%%

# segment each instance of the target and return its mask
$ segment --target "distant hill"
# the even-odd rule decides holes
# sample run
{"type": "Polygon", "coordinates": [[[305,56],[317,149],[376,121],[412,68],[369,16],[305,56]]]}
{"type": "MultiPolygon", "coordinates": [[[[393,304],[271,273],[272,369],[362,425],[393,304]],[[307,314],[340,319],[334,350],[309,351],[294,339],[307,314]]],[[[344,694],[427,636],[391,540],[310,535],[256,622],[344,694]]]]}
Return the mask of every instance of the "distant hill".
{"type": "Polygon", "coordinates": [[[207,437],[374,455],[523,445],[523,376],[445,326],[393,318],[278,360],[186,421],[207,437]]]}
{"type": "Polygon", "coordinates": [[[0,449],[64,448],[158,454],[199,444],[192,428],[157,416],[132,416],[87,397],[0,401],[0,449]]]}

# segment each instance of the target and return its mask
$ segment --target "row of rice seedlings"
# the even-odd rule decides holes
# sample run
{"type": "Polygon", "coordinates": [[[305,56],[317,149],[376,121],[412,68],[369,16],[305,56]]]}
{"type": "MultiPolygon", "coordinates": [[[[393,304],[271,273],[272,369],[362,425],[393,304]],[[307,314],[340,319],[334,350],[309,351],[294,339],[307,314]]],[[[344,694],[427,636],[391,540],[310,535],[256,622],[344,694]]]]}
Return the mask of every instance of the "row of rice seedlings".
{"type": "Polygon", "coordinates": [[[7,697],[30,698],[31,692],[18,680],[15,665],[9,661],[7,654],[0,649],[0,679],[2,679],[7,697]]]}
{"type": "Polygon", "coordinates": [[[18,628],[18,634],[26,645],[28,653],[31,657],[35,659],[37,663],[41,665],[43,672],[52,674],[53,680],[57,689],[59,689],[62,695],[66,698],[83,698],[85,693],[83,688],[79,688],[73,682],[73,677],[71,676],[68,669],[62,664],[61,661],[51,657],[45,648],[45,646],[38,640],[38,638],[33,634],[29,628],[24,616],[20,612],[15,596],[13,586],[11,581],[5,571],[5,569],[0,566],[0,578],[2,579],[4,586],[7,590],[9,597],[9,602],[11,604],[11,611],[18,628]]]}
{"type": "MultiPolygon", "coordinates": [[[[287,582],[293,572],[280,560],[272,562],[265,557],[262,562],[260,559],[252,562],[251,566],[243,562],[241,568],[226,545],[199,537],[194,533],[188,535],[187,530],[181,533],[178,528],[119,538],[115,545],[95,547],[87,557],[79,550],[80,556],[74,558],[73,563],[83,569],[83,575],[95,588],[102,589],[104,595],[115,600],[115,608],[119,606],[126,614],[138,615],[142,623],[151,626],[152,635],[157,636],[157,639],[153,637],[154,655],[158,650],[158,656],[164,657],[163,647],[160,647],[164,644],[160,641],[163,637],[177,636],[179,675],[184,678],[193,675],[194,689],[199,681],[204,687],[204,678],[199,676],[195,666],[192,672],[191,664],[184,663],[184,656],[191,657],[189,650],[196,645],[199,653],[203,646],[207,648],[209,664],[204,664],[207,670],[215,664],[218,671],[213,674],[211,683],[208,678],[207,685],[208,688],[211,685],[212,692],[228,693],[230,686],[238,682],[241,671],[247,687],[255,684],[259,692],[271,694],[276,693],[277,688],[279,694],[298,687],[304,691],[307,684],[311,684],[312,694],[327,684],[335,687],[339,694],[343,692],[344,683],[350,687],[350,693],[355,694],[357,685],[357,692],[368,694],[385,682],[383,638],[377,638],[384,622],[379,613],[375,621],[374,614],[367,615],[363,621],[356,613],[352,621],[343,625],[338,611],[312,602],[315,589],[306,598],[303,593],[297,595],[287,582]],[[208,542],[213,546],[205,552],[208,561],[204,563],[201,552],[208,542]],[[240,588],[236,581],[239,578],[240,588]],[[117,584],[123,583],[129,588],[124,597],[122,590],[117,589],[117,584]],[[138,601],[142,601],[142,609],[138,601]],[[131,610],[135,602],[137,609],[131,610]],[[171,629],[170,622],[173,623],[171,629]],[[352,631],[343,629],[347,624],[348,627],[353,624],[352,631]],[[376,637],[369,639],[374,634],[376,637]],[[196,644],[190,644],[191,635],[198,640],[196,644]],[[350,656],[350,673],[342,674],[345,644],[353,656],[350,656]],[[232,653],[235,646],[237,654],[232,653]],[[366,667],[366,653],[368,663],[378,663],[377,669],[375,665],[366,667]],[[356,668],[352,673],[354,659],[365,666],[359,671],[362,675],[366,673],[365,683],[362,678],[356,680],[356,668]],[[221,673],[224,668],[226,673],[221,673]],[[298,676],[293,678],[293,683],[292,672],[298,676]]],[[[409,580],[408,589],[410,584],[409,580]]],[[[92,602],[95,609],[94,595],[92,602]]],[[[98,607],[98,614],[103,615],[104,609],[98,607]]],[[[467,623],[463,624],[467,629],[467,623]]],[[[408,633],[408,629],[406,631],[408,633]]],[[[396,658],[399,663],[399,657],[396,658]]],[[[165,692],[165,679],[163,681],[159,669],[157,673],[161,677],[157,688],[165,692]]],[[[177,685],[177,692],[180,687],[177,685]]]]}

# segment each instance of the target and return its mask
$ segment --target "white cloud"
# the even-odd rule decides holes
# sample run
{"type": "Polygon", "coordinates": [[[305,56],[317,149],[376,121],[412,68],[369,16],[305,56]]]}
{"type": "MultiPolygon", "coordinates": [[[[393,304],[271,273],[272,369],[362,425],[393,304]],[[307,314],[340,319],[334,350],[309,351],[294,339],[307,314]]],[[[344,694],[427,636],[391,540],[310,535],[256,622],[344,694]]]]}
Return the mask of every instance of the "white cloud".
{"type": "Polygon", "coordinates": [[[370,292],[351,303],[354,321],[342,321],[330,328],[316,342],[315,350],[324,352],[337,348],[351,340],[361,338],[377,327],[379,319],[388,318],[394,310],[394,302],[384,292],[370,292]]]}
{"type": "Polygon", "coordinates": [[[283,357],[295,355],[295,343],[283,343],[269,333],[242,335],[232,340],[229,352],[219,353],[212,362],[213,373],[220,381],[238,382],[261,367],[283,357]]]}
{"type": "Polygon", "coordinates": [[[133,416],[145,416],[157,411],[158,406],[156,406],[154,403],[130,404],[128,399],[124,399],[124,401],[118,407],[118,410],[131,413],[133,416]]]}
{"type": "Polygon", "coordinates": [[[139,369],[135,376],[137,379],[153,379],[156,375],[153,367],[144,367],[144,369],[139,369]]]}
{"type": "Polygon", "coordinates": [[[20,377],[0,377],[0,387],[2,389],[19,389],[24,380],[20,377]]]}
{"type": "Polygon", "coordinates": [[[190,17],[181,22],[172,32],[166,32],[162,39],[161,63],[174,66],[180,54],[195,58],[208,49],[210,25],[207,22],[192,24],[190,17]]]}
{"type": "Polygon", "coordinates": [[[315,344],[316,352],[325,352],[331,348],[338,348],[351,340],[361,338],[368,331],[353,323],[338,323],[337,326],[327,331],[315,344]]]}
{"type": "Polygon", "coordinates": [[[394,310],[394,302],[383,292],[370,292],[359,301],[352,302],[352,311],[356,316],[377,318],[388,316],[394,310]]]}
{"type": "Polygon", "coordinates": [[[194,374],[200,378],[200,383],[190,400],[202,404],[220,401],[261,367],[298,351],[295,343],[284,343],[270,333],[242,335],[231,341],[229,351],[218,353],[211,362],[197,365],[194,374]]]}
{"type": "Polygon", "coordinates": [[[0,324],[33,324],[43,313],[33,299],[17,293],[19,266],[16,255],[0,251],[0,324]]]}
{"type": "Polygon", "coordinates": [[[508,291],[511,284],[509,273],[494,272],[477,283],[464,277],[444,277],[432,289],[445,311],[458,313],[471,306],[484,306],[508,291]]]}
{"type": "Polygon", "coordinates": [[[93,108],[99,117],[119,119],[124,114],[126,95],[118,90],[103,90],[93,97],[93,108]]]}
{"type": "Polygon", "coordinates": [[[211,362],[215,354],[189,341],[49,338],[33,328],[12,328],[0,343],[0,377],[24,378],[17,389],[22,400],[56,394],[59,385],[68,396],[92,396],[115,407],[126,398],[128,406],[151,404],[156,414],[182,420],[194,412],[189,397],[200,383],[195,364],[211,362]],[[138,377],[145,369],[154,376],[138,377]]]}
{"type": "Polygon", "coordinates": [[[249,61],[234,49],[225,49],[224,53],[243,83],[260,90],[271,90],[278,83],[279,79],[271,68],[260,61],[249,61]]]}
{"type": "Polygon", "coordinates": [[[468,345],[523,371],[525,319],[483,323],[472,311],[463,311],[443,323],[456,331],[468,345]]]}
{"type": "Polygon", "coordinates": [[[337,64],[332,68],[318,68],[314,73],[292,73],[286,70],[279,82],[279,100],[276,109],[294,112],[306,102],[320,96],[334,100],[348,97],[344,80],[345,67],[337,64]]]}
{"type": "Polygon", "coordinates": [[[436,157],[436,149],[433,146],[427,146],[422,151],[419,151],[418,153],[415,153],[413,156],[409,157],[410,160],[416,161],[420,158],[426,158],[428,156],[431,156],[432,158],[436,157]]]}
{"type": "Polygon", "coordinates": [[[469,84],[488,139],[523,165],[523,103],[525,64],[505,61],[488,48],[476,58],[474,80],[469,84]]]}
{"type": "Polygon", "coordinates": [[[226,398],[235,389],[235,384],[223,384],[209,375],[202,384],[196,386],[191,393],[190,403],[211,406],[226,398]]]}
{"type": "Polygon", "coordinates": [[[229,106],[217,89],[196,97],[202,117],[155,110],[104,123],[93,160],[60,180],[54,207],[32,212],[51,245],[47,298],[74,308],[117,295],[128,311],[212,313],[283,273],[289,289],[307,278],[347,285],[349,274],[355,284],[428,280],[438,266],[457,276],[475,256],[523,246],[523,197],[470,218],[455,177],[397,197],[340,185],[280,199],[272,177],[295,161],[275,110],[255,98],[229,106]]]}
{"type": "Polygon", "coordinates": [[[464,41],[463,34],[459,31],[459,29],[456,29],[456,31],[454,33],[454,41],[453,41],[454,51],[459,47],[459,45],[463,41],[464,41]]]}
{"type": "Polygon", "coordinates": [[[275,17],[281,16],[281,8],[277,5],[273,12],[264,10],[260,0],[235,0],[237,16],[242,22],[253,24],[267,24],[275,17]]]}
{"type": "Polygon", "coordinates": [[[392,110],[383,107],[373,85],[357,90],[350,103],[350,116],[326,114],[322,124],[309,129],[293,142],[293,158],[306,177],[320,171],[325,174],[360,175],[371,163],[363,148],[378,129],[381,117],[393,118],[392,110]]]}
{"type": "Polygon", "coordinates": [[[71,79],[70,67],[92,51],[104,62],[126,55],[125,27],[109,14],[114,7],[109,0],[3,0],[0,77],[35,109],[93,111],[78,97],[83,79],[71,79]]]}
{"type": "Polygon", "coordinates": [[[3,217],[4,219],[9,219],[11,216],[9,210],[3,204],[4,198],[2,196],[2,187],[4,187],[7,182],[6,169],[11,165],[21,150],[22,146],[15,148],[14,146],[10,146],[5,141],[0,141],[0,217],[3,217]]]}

%%

SHORT PROBLEM => How many lines in the listing above contain the string "seedlings", with case counting? Reply with the number alone.

ANSWER TO THE PROBLEM => 2